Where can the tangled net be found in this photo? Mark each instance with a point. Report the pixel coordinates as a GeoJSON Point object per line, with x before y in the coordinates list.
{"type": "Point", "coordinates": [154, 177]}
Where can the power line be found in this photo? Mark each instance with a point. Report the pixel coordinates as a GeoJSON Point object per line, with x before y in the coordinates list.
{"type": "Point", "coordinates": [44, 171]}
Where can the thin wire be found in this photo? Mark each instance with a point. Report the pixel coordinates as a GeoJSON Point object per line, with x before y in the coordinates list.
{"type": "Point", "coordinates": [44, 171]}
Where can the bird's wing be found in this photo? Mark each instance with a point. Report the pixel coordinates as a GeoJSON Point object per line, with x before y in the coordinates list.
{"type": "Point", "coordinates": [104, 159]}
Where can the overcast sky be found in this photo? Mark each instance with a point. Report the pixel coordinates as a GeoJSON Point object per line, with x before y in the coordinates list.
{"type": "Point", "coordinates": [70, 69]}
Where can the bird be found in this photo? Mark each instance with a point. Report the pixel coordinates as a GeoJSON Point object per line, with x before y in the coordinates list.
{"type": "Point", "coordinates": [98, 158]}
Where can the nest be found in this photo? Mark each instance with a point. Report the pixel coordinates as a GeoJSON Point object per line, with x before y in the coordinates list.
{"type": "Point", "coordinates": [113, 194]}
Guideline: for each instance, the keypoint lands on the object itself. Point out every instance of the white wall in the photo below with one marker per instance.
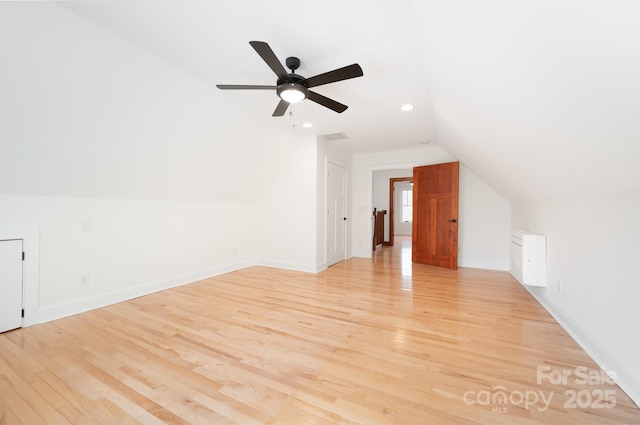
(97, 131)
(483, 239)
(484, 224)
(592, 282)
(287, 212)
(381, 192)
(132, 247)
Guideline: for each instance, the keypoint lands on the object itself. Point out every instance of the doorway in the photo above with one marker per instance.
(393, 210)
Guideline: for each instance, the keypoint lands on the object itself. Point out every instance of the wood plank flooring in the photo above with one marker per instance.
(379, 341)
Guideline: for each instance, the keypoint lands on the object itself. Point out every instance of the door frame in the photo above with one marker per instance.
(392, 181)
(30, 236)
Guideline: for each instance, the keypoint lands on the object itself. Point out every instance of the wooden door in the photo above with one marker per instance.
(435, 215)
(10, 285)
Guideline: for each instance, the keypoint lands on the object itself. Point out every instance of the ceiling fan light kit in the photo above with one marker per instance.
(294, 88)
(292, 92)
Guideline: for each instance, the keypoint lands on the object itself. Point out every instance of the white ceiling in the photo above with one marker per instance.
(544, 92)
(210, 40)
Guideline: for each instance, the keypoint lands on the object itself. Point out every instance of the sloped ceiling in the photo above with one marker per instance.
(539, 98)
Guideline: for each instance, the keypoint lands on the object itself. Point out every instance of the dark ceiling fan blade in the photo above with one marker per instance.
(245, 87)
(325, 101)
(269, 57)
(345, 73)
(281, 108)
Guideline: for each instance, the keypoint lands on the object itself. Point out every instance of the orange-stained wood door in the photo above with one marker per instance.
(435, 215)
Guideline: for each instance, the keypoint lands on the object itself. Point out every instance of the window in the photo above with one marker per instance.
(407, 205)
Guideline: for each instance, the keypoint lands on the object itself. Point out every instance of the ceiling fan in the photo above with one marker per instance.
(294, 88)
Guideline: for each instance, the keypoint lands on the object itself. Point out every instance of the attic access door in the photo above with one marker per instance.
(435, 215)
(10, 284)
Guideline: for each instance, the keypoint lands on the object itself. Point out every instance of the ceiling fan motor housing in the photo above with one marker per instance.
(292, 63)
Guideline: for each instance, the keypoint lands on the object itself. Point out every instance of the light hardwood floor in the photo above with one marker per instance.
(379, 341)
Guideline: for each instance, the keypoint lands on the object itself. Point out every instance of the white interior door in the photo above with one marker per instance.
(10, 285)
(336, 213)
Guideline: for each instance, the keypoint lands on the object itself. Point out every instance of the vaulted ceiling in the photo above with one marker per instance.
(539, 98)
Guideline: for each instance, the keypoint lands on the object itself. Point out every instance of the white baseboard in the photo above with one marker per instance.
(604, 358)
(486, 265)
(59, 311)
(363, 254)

*Work request*. Verbatim copy, images excluded: transcribe all the entries above.

*Answer to the problem*.
Where can the tangled net be found in this photo? Mark each instance with a point. Report the pixel coordinates as a GeoJSON Point object per line, with x before y in the coordinates list.
{"type": "Point", "coordinates": [154, 177]}
Where can the power line be found in this photo? Mark each instance with a point. Report the pixel coordinates as a GeoJSON Point object per line, with x before y in the coordinates list.
{"type": "Point", "coordinates": [44, 171]}
Where can the thin wire be found in this photo? Mark each instance with a point. Report the pixel coordinates as a GeoJSON Point object per line, with x before y in the coordinates list.
{"type": "Point", "coordinates": [44, 171]}
Where can the bird's wing be found in this photo? Mark each instance with a point. Report the pixel coordinates as a GeoJSON Point object per line, with x before y in the coordinates list.
{"type": "Point", "coordinates": [104, 159]}
Where can the overcast sky be found in this photo? Mark each instance with a point. Report the pixel coordinates as a GeoJSON Point object per line, with x before y in the coordinates list.
{"type": "Point", "coordinates": [70, 69]}
Where can the bird be found in this photo? Mark each instance with a point. Report the pixel coordinates as a GeoJSON Point object per line, with x before y in the coordinates list.
{"type": "Point", "coordinates": [98, 158]}
Where can the nest be found in this photo? Mark each instance with a point. Report the pixel coordinates as a GeoJSON Point object per line, with x before y in the coordinates list.
{"type": "Point", "coordinates": [113, 194]}
Guideline: for each instance, the keypoint lands on the object itself. Point out every instance of the white wall in the photo below with one marker per instance.
(97, 131)
(483, 239)
(484, 224)
(592, 282)
(287, 212)
(381, 192)
(132, 247)
Guideline: for each instance, the keypoint lands on the object itself. Point out every instance of the doorway in the photo above with one marker per instance.
(393, 210)
Guideline: for each instance, the keypoint lands on the object itself. Point out every instance of the wood plank flooring in the photo above with one marker per instance.
(379, 341)
Guideline: for each instance, the keypoint lands on the object itself. Point out every instance of the door frame in the photo above with one marker per instance.
(392, 181)
(30, 236)
Guideline: for each instance, the keypoint lands on the object itself. Point out every instance of the wooden door in the photo above with one marker per instance.
(435, 215)
(10, 285)
Guideline: for each instance, the keypoint lands on the object itself. Point out every instance of the ceiling fan light kit in the photo above with one marker per instance.
(294, 88)
(292, 92)
Guideline: for each instance, the keypoint lands on the object itself. Point out every instance of the white ceiling in the photo above with one marker per instance.
(544, 92)
(210, 40)
Guideline: for each instance, the keypoint lands on the object itself. Point out every instance of the sloped ceiling in the photo above with one marker per instance.
(539, 98)
Guideline: for each instance, the keypoint lands on the object itself. Point out every instance of the dark ceiling fan blade in the photo above with one marker per instance.
(245, 87)
(325, 101)
(269, 57)
(345, 73)
(281, 108)
Guideline: for each instance, the keypoint lands on the object itself. Point out every instance of the orange-stained wood door in the photo above with one marker per instance.
(435, 215)
Guideline: for each instance, the keypoint lands on the object itself. Point out every instance of the window in the photo above with one marker per instance.
(407, 205)
Guideline: for each instance, the keypoint lands on the object itself. Point out every instance of the ceiling fan in the photo above with one marker per instance.
(294, 88)
Guideline: for each instance, the keypoint lands on the object itself. Point out every instance of the attic access door in the photo above with one marker per instance.
(435, 215)
(10, 284)
Guideline: for each instance, the keypoint lands on the object itself. Point out every instance of the ceiling fan motor housing in the photo above with one marker per instance.
(292, 63)
Guideline: for each instance, the keypoint lands on the object itself. Point out every instance of the light hardwood floor in the photo above with one marker per instance.
(379, 341)
Guideline: for each instance, the keypoint lands on the object itself. Point out every instance of the white interior door in the photo above with one marker per instance.
(10, 285)
(336, 213)
Guideline: for each instance, the keypoint lands on the object itself. Point out every instance of the vaulted ceiling in the photo above with one marker per instance.
(539, 98)
Guideline: for each instance, the keypoint lands on the object itself. Point out every instance of the white baseboard in the photo above with one marker per instance.
(604, 358)
(486, 265)
(59, 311)
(363, 254)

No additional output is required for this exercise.